Supplied material:
*****
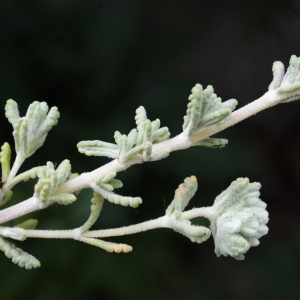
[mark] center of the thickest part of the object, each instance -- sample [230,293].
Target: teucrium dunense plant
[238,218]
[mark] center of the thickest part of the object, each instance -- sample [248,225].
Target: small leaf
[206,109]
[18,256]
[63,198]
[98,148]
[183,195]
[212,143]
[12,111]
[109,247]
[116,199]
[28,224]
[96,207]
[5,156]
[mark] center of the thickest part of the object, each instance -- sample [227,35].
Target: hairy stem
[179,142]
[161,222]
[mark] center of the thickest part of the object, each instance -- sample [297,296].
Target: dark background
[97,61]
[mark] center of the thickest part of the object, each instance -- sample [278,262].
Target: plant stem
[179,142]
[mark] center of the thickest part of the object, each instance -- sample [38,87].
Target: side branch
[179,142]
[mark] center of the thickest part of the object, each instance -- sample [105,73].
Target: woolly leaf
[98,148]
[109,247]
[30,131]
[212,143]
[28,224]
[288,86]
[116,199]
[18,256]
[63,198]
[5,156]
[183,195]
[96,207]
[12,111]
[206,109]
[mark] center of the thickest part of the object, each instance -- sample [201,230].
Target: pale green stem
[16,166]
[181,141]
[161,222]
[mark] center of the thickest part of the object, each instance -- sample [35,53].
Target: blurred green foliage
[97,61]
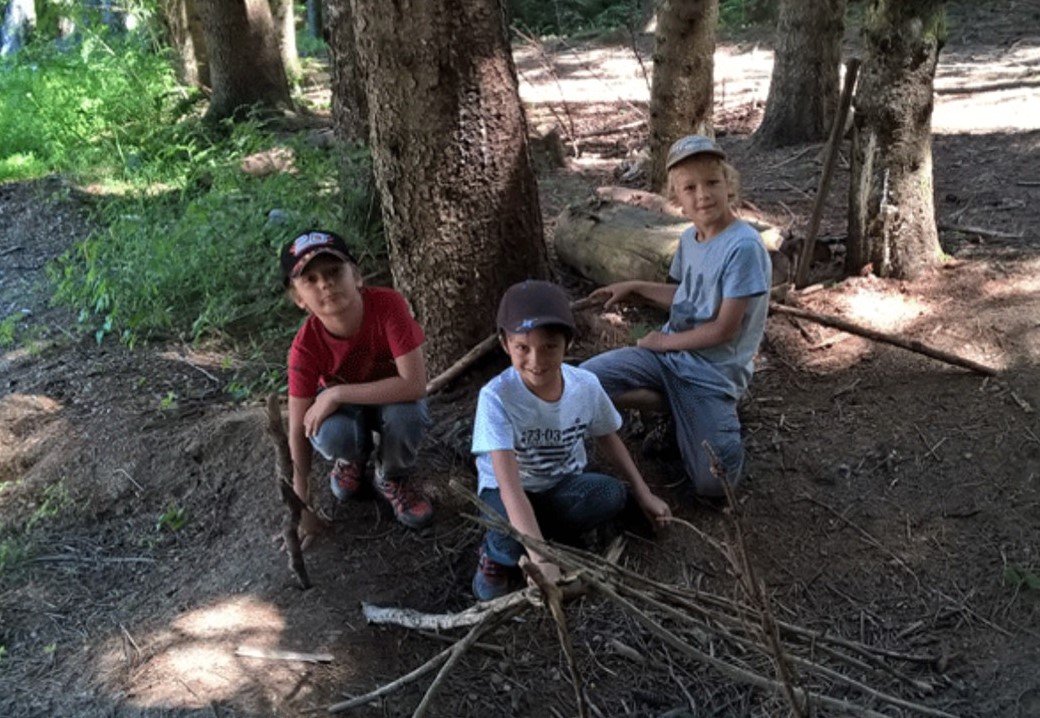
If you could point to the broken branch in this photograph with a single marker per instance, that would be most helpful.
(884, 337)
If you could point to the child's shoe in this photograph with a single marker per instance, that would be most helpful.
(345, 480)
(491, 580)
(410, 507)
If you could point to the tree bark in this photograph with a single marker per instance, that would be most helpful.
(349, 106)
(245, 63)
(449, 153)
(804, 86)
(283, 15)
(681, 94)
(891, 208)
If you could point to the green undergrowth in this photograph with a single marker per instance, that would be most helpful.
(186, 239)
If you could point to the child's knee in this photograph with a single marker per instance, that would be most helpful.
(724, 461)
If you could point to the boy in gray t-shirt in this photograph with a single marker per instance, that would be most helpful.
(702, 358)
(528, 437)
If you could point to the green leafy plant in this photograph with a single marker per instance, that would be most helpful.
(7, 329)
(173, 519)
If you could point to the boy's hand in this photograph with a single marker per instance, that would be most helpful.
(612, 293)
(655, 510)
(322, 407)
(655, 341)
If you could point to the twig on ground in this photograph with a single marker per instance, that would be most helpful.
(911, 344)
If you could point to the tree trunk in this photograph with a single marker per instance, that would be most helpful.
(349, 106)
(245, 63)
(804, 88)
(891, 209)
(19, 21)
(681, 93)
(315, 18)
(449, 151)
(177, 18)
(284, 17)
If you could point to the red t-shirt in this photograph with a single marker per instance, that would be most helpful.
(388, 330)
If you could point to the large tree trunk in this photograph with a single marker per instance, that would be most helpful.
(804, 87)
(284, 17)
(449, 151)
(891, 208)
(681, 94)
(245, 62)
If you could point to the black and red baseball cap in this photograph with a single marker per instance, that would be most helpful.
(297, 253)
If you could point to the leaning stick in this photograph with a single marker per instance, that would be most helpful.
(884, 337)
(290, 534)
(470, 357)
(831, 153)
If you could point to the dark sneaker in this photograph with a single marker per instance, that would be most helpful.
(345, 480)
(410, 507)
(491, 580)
*****
Exercise description: Copy the listing exactly. Leave the pictures out.

Solution:
[mark] center of the thickest part of the object, each instance -- sample [230,293].
Target: teucrium dunense plant
[238,218]
[mark] center of the thickest part of the object, each instance -- sample [248,225].
Target: small leaf
[206,109]
[18,256]
[63,198]
[98,148]
[183,195]
[212,143]
[12,111]
[109,247]
[116,199]
[28,224]
[96,207]
[5,156]
[mark] center of the thickest part of the object, each instance -- sample [227,35].
Target: hairy stem
[179,142]
[161,222]
[mark] center of the thickest part of the object, each instance -- sample [297,296].
Target: dark background
[97,61]
[mark] center of the thickest part of the object, each instance -- sample [278,262].
Target: plant stem
[179,142]
[mark] center of the thickest part of the object, each instance -- sample [38,87].
Target: side branch
[179,142]
[mark] center of the thickest part of the object, each instance -- sample [105,73].
Target: woolly leaf
[98,148]
[109,247]
[30,131]
[212,143]
[28,224]
[288,86]
[116,199]
[18,256]
[63,198]
[5,156]
[183,195]
[96,207]
[12,111]
[206,109]
[mark] center of the thickest part of the object, each instance -- sample [201,230].
Target: pale green stem
[16,166]
[181,141]
[161,222]
[mark] center of the thickest part of the object, each instance -- sample [35,53].
Target: blurred green foliage
[97,61]
If you could point to the broken branch in this photograph with a single marker per instance, that would be most helpful.
(884, 337)
If you could point to the child's shoe in this photograph with a single marker per instance, that would be most helpful.
(345, 480)
(491, 580)
(410, 507)
If you could point to the tree bark in this photograph with a single marker per instance, that would be most helpful.
(349, 106)
(245, 63)
(449, 153)
(804, 86)
(283, 15)
(681, 94)
(891, 208)
If you could point to the green undergrowth in this photograph with a single marker per instance, that would be most helpful.
(186, 239)
If you could point to the child's knee in this photograph with a single marker per instance, that would be most helpful.
(724, 461)
If you could point to the boy in gray t-shirt in this photograph with a single marker per instance, that would be most helpful.
(702, 358)
(528, 437)
If you could point to the green leafy plant in this photograph with a single marker per instance, that would be most helpful.
(7, 329)
(173, 519)
If you could point to the boy's hand in this photograph with a single marker per instance, that would be most helpful.
(612, 293)
(655, 510)
(322, 407)
(655, 341)
If you could point to the twig on ground in this photograph with a single marker per instance, that would be most helpful.
(911, 344)
If you could point to the tree trunk in this photograph with a single marker per instance, that would be most helpful.
(349, 106)
(245, 63)
(804, 88)
(891, 209)
(19, 21)
(681, 93)
(315, 18)
(449, 151)
(177, 18)
(284, 17)
If you could point to the red t-shirt in this photograph with a single marker per instance, that would be most helpful.
(388, 330)
If you could point to the large tree trunk in this photograph with a single marker per instance, that would be most helpful.
(804, 87)
(284, 17)
(449, 151)
(891, 208)
(681, 94)
(245, 62)
If you could point to the black and red baseball cap in this photograph with a single marker per instance, that would be most helpful.
(297, 253)
If you could point to the leaning stick in this photograph with a single marker per instance, that would be most helpful.
(884, 337)
(290, 534)
(470, 357)
(831, 153)
If you could point to the dark sneaker in this photograph with a single marker per instance, that would be most helpful.
(345, 480)
(410, 507)
(491, 580)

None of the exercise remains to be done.